▶ **Document extract**
Page MenuHomePhabricator

Users entering small numbers into automatic citations, expecting it to re-use an existing citation
Closed, ResolvedPublic

Description

In VisualEditor there is a very useful feature of citation with automatic citation where one can provide URL/ISBN/PMID and citation is automatically generated.

It turns out that it is quite common that new editors give "1" or "2" for the automatic citation (they real intention is probably reuse referring for "ref 1"/"ref 2") but it is understood as PMID 1 and PMID 2.

How to reproduce:

  1. In VE (such as https://en.wikipedia.org/wiki/2018_FIFA_World_Cup?veaction=edit ) click on "Cite"
  2. Enter "1" in the automatic citation

Suggested solution:
if (parseInt(ref)<10 || parseInt(ref)<numRefs) { diambigRef(); }
else citoid(ref)

Examples (hewiki, arwiki, frwiki):

  1. https://he.wikipedia.org/w/index.php?title=%D7%A4%D7%95%D7%9C_%D7%A8%D7%A1%D7%99%D7%A0%D7%99%D7%99%D7%94&diff=next&oldid=23055893 (PMID 1 on used in Paul Rassinier)
  2. https://he.wikipedia.org/w/index.php?title=בתי_המיליונרים&diff=22973555&oldid=22973415 (PMID 10)
  3. https://ar.wikipedia.org/w/index.php?title=%D8%A5%D9%85_30&oldid=28295299 (PMID 4)
  4. https://ar.wikipedia.org/wiki/%D8%B5%D9%81%D8%A7%D8%A1_%D8%A7%D9%84%D8%AC%D9%8A%D9%88%D8%B3%D9%8A
  5. https://fr.wikipedia.org/wiki/Jean-Claude_Largeau (PMID 1)

Verification Notes

  • @EAkinloose / @Ryasmeen: when verify on production, can you please verify whether typing PMID 1 within Citoid's Automatic tab generates an automatic citation like what's shown here:

Screen Shot 2022-12-08 at 10.23.53 AM.png (618×1 px, 103 KB)

▶ **Record set**
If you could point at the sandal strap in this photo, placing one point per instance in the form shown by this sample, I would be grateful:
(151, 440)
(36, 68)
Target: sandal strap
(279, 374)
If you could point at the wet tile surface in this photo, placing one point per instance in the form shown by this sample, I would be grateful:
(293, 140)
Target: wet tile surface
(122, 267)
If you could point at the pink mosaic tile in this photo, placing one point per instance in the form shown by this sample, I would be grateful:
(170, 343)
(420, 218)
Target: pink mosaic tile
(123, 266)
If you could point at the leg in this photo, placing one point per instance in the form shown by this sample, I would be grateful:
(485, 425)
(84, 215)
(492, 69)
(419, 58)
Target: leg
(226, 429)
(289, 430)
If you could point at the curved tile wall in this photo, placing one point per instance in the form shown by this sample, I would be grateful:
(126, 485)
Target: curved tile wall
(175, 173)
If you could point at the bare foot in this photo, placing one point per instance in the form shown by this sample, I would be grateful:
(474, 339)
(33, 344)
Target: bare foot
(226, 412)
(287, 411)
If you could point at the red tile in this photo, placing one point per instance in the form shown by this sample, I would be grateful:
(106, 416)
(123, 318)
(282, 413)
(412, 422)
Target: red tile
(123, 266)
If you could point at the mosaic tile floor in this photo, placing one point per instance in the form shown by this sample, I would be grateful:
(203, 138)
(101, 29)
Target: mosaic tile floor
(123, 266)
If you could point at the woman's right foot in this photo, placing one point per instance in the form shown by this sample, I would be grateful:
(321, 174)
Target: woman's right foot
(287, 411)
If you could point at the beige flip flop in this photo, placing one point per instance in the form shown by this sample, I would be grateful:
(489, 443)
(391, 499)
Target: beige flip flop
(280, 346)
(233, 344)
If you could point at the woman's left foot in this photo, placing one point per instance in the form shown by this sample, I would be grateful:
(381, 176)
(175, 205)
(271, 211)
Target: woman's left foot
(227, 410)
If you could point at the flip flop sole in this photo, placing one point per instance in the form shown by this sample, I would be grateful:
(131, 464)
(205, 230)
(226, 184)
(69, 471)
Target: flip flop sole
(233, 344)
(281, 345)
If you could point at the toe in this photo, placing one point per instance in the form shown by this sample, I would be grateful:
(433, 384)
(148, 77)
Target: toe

▶ **Actions to take**
(a) Can you sum up the Phabricator task on automatic citations in two sentences?
(b) Would you write out everything in the Phabricator task from "It turns out" down to "in Paul Rassinier)", word for word?

▶ **Solutions to the tasks**
(a) In VisualEditor, the automatic citation feature builds a citation from a URL, ISBN, or PMID, but new editors often enter "1" or "2", probably meaning to reuse an existing reference, and these numbers are read as PMID 1 and PMID 2. The task gives steps to reproduce this, suggests sending numbers under 10 or under the reference count to a disambiguation step rather than to Citoid, and lists examples from the Hebrew, Arabic, and French Wikipedias.

(b)
It turns out that it is quite common that new editors give "1" or "2" for the automatic citation (they real intention is probably reuse referring for "ref 1"/"ref 2") but it is understood as PMID 1 and PMID 2.

How to reproduce:

  1. In VE (such as https://en.wikipedia.org/wiki/2018_FIFA_World_Cup?veaction=edit ) click on "Cite"
  2. Enter "1" in the automatic citation

Suggested solution:
if (parseInt(ref)<10 || parseInt(ref)<numRefs) { diambigRef(); }
else citoid(ref)

Examples (hewiki, arwiki, frwiki):

  1. https://he.wikipedia.org/w/index.php?title=%D7%A4%D7%95%D7%9C_%D7%A8%D7%A1%D7%99%D7%A0%D7%99%D7%99%D7%94&diff=next&oldid=23055893 (PMID 1 on used in Paul Rassinier)